Exercise material.

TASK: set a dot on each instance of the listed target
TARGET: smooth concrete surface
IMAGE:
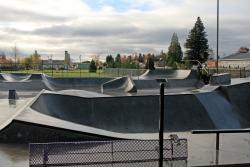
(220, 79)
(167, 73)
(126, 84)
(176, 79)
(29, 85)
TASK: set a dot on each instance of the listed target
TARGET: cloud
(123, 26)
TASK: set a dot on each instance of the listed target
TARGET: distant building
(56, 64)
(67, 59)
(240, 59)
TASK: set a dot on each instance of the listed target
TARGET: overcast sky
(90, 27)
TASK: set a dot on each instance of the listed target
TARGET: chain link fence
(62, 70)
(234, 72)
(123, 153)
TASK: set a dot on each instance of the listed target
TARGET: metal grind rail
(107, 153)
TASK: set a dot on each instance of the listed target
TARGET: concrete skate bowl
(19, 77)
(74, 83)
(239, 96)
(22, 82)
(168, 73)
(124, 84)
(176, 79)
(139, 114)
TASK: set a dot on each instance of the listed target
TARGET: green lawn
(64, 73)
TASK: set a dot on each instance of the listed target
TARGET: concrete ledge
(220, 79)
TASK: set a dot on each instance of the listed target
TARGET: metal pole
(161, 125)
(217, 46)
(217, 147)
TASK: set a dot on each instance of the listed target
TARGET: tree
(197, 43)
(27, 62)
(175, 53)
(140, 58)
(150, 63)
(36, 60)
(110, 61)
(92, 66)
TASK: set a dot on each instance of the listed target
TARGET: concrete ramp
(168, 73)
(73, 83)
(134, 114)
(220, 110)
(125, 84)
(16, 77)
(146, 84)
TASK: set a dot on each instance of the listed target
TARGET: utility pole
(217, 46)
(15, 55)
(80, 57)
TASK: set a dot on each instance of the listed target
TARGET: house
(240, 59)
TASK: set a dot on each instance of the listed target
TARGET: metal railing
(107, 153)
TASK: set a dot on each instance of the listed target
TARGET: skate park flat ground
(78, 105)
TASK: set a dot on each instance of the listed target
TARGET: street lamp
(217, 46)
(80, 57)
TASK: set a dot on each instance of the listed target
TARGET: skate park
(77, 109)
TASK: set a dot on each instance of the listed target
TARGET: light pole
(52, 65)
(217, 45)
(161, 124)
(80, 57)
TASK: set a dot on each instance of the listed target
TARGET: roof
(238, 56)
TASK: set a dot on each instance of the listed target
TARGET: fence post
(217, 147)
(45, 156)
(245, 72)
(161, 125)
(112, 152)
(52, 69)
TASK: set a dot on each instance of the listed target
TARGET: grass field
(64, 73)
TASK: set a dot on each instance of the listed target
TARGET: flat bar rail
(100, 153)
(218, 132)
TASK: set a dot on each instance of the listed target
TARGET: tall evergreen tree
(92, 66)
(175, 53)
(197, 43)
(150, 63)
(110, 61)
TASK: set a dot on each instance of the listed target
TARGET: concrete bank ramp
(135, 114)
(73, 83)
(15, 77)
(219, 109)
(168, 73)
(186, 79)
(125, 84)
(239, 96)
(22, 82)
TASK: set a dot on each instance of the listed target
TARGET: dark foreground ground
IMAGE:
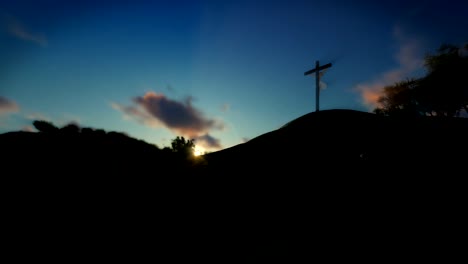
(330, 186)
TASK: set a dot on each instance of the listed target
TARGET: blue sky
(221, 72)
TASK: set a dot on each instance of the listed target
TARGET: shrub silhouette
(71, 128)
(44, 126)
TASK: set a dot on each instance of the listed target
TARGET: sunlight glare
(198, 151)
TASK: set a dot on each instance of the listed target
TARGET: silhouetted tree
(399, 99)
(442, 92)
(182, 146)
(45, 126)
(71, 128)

Exercise prompt. Output the entries above verbatim, leaving out images.

Solution.
TASK: set a dot on each instance of the listed target
TARGET: smooth concrete surface
IMAGE:
(220, 79)
(167, 73)
(126, 84)
(176, 79)
(29, 85)
TASK: set a dot on each instance of the listed target
TARGET: cloud
(123, 26)
TASK: set a dot on each instance of the listed target
TARGET: distant building
(56, 64)
(67, 59)
(240, 59)
TASK: set a dot on each instance of the listed target
TARGET: overcast sky
(90, 27)
TASK: set a dot on each instance of the listed target
TARGET: chain link fence
(62, 70)
(234, 72)
(123, 153)
TASK: set a dot on each instance of the listed target
TARGET: metal grind rail
(107, 153)
TASK: set a dot on each instance of the listed target
TARGET: concrete skate bowl
(19, 77)
(74, 83)
(239, 96)
(22, 82)
(168, 73)
(124, 84)
(176, 79)
(139, 114)
TASK: set a dot on each instance of the listed target
TARGET: green lawn
(64, 73)
TASK: set a dot on each instance of the listed target
TARGET: concrete ledge
(220, 79)
TASK: set a dot on each instance of the listed target
TARGET: metal pole
(161, 125)
(217, 46)
(217, 147)
TASK: set a dot on each instance of the listed target
TARGET: tree
(197, 43)
(27, 62)
(175, 53)
(140, 58)
(150, 63)
(36, 60)
(110, 61)
(92, 66)
TASK: set a dot on each instance of the listed target
TARGET: concrete ramp
(168, 73)
(73, 83)
(134, 114)
(220, 110)
(125, 84)
(16, 77)
(146, 84)
TASK: set a dot on each instance of the listed target
TARGET: utility pole
(217, 46)
(15, 55)
(80, 57)
TASK: set a dot on each instance of the listed target
TARGET: house
(240, 59)
TASK: set a dot on each instance of the listed target
TARGET: metal railing
(107, 153)
TASK: set a dot on each instance of the listed target
TARGET: skate park flat ground
(78, 105)
TASK: set a dot on each instance of the listed target
TARGET: street lamp
(217, 46)
(80, 57)
TASK: set a dot on each instance of the listed target
TARGET: skate park
(77, 109)
TASK: set a dot on each instance of the listed target
TARGET: light pole
(52, 65)
(217, 45)
(161, 124)
(80, 57)
TASK: set a dot on each instance of the listed target
TARGET: roof
(238, 56)
TASK: set a dot on each instance of the listed target
TARGET: fence post
(217, 147)
(45, 156)
(245, 72)
(161, 125)
(112, 152)
(52, 69)
TASK: set a dot on each instance of the listed target
TARGET: grass field
(64, 73)
TASK: set a dot on each instance of the listed target
TARGET: flat bar rail
(100, 153)
(218, 132)
TASK: set a dot on each instance of the listed target
TARGET: tall evergreen tree
(92, 66)
(175, 53)
(197, 43)
(150, 63)
(110, 61)
TASK: set a dot on each instance of the listed target
TARGET: concrete bank ramp
(135, 114)
(73, 83)
(15, 77)
(219, 109)
(168, 73)
(186, 79)
(125, 84)
(239, 96)
(22, 82)
TASK: set a dot on each instance of the listed target
TARGET: dark foreground ground
IMAGE:
(330, 186)
TASK: set a dot on each instance of the listed target
TARGET: blue sky
(221, 72)
TASK: set a dot on each instance of the listed target
TARGET: shrub silhouette
(71, 128)
(44, 126)
TASK: set a dot on each instance of the listed target
TARGET: sunlight glare
(198, 151)
TASK: set a dot on each instance of the listed target
TARGET: silhouetted tree
(399, 99)
(442, 92)
(182, 146)
(45, 126)
(71, 128)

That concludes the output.